### What is expected
Scan the records for the line containing "Target: white support column"; extract it and all later lines, verbatim, through the end, and nothing before it.
==== Exercise input ====
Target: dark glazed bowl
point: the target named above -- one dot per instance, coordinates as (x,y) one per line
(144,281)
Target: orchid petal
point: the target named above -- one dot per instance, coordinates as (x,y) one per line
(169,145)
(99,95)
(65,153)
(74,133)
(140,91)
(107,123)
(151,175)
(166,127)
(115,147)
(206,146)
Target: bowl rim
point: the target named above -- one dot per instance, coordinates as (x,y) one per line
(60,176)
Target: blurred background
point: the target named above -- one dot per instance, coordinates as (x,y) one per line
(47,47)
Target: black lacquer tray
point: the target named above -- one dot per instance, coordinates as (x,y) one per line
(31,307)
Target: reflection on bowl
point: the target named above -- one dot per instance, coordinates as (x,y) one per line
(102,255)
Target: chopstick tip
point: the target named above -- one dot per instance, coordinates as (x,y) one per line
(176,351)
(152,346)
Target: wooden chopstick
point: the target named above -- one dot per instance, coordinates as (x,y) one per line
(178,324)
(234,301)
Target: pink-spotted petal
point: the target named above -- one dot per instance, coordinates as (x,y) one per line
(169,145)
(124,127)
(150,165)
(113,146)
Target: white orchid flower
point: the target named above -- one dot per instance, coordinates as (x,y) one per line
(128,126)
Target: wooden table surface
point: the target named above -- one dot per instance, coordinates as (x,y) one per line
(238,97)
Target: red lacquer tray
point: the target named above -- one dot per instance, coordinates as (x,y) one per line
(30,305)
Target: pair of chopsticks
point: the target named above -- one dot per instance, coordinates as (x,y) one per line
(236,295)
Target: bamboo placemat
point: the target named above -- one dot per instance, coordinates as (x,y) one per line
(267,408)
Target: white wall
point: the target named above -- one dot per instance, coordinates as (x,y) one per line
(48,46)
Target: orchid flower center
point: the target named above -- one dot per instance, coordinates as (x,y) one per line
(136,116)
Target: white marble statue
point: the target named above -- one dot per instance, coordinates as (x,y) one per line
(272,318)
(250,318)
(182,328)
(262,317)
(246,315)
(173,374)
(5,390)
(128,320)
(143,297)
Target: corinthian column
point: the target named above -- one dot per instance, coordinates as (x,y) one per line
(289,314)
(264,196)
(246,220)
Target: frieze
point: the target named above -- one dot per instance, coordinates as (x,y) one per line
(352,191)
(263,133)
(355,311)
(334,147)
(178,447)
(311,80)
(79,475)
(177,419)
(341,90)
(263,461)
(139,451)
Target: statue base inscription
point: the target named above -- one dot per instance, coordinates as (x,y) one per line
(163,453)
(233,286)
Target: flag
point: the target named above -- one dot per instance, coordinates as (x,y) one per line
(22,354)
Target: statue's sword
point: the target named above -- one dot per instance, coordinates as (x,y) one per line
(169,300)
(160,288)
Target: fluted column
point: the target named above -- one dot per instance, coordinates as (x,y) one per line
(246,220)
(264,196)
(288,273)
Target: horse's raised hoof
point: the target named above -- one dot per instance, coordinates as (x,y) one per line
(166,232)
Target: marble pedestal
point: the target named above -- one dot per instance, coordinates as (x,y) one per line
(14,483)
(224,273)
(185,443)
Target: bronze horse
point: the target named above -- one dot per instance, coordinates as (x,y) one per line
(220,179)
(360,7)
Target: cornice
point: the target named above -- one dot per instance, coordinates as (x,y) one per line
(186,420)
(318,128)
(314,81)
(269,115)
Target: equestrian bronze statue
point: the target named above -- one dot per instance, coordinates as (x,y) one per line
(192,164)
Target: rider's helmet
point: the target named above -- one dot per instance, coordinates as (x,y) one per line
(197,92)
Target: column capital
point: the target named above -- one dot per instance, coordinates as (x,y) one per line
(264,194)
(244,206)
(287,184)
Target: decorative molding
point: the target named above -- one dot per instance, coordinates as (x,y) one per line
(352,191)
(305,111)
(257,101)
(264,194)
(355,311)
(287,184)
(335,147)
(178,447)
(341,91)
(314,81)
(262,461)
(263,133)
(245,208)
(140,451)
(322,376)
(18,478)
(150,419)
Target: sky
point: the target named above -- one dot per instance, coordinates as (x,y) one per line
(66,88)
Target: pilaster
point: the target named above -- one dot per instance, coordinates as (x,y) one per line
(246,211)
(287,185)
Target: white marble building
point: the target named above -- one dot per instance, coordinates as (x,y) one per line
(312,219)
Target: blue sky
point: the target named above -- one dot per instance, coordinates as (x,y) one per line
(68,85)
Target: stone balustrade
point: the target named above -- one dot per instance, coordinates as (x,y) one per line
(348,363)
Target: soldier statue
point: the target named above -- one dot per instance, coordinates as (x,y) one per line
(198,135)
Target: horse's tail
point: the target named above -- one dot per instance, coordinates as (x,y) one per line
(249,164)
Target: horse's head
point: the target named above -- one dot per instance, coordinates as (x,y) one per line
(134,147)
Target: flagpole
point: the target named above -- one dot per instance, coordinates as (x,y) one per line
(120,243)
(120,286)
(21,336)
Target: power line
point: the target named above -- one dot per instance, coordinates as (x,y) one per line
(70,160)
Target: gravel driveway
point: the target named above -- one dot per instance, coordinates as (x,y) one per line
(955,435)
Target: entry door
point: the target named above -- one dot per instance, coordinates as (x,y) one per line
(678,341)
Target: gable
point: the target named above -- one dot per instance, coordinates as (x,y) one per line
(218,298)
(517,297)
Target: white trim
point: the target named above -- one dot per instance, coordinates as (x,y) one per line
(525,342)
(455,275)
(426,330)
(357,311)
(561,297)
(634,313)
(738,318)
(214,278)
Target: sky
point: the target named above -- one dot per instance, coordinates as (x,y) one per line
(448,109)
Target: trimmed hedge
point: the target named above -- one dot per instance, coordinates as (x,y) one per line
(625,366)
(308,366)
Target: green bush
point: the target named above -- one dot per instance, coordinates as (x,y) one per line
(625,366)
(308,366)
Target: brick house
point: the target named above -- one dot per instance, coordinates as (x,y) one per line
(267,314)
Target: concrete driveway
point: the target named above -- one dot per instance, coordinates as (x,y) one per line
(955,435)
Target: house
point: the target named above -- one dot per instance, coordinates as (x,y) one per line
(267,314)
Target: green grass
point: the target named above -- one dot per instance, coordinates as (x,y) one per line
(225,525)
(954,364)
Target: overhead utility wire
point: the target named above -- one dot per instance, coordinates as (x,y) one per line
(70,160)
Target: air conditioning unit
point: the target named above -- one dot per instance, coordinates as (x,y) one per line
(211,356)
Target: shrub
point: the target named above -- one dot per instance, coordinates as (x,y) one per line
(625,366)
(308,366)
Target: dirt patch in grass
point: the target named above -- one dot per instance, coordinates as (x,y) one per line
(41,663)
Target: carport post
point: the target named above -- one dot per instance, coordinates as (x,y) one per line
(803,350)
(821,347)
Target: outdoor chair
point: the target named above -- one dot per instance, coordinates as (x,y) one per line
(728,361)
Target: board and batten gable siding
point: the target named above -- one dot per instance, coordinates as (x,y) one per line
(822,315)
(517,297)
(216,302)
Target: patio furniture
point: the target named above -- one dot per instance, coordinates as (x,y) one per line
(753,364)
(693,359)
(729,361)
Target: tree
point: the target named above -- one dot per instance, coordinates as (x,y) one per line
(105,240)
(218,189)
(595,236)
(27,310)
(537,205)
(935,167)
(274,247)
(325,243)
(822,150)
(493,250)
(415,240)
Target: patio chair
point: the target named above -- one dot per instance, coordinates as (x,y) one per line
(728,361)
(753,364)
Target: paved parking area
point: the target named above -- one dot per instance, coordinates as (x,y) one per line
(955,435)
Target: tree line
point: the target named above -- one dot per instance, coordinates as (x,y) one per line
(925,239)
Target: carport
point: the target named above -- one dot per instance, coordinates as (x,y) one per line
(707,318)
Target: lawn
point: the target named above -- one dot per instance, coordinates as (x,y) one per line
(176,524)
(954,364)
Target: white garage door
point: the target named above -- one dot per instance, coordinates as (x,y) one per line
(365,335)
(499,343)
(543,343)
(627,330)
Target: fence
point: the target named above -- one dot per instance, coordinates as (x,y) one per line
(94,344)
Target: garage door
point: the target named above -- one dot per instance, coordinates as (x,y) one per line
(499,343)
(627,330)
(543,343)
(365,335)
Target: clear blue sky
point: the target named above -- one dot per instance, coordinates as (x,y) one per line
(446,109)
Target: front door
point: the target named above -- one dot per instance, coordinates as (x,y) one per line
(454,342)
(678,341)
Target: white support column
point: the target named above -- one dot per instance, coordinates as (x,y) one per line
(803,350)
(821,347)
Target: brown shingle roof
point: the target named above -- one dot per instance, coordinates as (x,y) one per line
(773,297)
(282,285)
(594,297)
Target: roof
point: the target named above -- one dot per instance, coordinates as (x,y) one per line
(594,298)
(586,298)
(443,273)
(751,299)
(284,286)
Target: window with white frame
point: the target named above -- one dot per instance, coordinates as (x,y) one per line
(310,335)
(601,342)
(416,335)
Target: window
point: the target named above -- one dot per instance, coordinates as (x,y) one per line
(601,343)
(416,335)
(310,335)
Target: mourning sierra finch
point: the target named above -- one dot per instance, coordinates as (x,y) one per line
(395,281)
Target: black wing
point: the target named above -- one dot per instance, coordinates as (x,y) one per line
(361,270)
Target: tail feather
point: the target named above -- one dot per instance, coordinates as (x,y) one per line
====
### Task answer
Target: white support column
point: the target named above -- one dot per instance, coordinates as (x,y) one per line
(803,350)
(821,347)
Target: brown shingle roof
point: the target named above -- one dot per instance, coordinates as (x,y) one per line
(773,297)
(282,285)
(594,297)
Target: roof
point: the target named above -- one dot per instance, coordinates as (x,y) one per line
(594,298)
(586,298)
(443,273)
(751,299)
(284,286)
Target: window with white frame
point: the target named above -- one dot per instance, coordinates as (x,y) one per line
(310,335)
(601,342)
(416,335)
Target: window
point: the target named above -- one dot per instance, coordinates as (x,y) one per line
(601,343)
(416,335)
(310,335)
Target: mourning sierra finch
point: the target named above -- one dot per instance, coordinates as (x,y) one per line
(395,281)
Target: black wing
point: the target named above -- one dot per instance, coordinates as (x,y) one per line
(361,270)
Target: tail feather
point: the target named above -- one dot per instance, coordinates as (x,y) one per line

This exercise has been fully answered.